> **HOW TO COMPLETE THIS TASK**
Write what comes next in the personal account of Italy's Covid-19 lockdown, starting right after its last sentence.

> **EXERCISE PASSAGE**
********************
On March 9th, 2020, Italian prime minister Giuseppe Conte went live on national television and announced a lockdown as a stop-gap measure against the Covid-19 pandemic.

It came as a bit of a shock, at least on a personal level: up until that point the situation was not exactly good, but there was some kind of blind hope (or stubborn denial, I guess) that things would in time just turn out for the better. I remember perceiving Covid-19 as something distant and removed, despite what was going on in the northern regions of the country, and not paying too much attention to how things were playing out.I was on vacation in Rome at the time:I remember walking around, dazed by the news, and trying to convince myself that something like that was nothing to worry about. I don’t blame myself for such a reaction, although I can see how wrong I was: there were at least a few things to worry about.

During the next months, Italy lived in lockdown: we were forbidden to walk out of our houses without reason, under penalty of a fine, and had to come to terms with wearing facemasks and avoid proximity with other people to minimize the potential spread of Covid-19. Those were, for the most part, strange and interesting times.

I remember the feeling of being weighed down, of perceiving the threat Covid-19 posed. Once the feeling settled in, though, we as a country discovered that life kept going: among other things, there was a trend to rediscover indoor bakeries, with loaves of bread and pizzas and what not swarming the feeds. What I recall most fondly, though, were the words Giuseppe Conte used while announcing the lockdown: “Let us stand apart today,so that we’ll embrace tomorrow. Let us stop today, to run faster tomorrow”. It is something that stuck, somehow: Italians stepped up to the challenge, and so we endured.

Within the next few days and weeks, Europe adopted much the same countermeasures to Covid-19: lockdown, facemasks and what not. Initially, there was some kind of consensus that Italy was something of a lost cause: Italians at large are not regarded as the most disciplined of people, after all. In time, though, narratives began to shift: there was some kind of grudging admiration by other countries for how Italians were holding up.The main focus of national news in Italy was the hope that we would come out of the ordeal better than before. Prime Minister Conte himself built a narrative on the idea that lockdown and trying times could make Italy less divided both as a country and as a population.
********************
> **RAW DATA**
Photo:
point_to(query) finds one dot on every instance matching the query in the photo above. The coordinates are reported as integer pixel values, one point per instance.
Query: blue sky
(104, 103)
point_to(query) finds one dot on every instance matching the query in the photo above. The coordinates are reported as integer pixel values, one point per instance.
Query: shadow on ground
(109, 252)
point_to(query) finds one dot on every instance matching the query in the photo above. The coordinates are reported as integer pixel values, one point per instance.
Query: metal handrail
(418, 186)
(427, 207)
********************
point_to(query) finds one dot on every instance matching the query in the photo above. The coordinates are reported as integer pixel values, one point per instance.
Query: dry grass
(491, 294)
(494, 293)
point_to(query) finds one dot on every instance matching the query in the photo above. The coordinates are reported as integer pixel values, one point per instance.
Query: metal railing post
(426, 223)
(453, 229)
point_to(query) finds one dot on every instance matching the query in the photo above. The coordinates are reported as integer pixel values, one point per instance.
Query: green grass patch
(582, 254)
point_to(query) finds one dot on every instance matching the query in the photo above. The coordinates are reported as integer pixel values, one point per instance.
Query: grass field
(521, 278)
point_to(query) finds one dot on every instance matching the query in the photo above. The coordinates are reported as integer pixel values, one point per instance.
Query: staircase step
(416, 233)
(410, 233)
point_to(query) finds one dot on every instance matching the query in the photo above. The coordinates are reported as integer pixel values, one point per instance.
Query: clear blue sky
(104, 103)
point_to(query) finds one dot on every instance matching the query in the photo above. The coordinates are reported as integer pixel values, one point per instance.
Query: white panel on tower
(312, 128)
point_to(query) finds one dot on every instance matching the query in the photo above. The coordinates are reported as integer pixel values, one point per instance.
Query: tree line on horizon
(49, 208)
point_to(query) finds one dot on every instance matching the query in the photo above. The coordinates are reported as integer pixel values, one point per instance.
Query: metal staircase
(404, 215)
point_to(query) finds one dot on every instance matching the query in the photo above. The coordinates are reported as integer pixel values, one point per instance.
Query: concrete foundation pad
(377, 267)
********************
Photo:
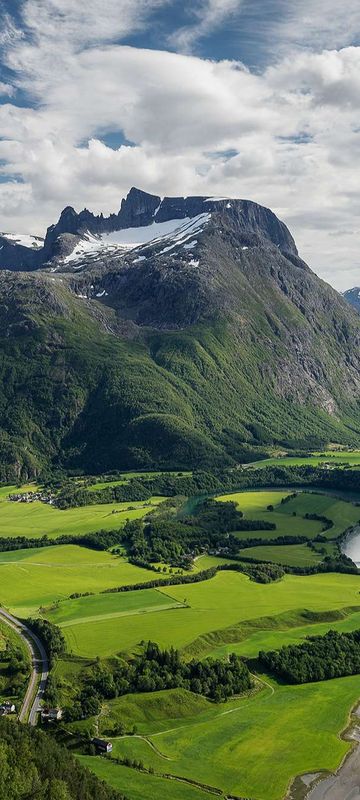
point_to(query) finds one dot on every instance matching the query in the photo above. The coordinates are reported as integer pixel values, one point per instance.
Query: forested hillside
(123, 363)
********************
> **RESPONSE BOX**
Somehow, he was not mistaken: after the first few days of lockdown someone, somewhere, had the idea of going on a balcony and start playing musical instruments almost wishing to rally – somehow – his or her fellows. In some roundabout and impossible to predict way, such initiative stuck: almost daily, around 6 pm local time, people would go out on balconies and roofs or open up windows and simply spend  the time (an hour or so, usually) singing and making music to cheer each other up. People simply joined when they wished to, adapting to the tune being played or the song being sung and adding their voice to the choir. It wasn’t something formalized or passed passed down from the government or local authorities, which may well be the important part.

For all the gloom of such weeks and months, I remember being moved by this whole thing. I think it was some way to show closeness and solidarity in the face of adversity and perhaps establish (in some tiny way) that things would get better.

In the final cut scene of “Metal Gear Solid – Peacewalker” by Konami (2010), one character comments on the sacrifice of another to save the planet by stating that “[…] there’s beauty outside of battle. […] in the end, it was you who put down your gun and chose instead to sing. […] That’s what you wanted… so much that you gave up everything you had, but you couldn’t achieve it, isn’t that right? And still, all you can do is sing. There’s no peace to be found, anywhere, and so we can only keep on hoping: hoping for the illusion we call ‘peace’.”

I like to believe that somehow an idea like that stuck. The whole rethoric of war and conflict is a powerful tool in times of crisis, but it is a double-edged sword: it can be used to gather people around some idea, but every war needs enemies. In a country such as Italy in particular, we have our fair share of tensions and conflicts already. By simply creating categories of “enemies” and point the finger at them, leveling accusations and creating fractures, things will likely escalate: Italian national history is full of examples of how this mechanism can work and fix very little while nurturing opposition and resentment. Covid-19 has been only the latest example of this story playing out one time more. While national news painted pictures of Covid-19 with war-like words and made it sound like an open conflict, with medical personnel being referred to as combatants and Covd-19 itself painted as an enemy, Italians chose differently: while there were people in position of authority that leveled accusations and aimed at creating and defining some enemy, be it politicians or journalists or even medical professionals, Italians seemed to choose a different path. Italians chose to sing, and not make war on each other.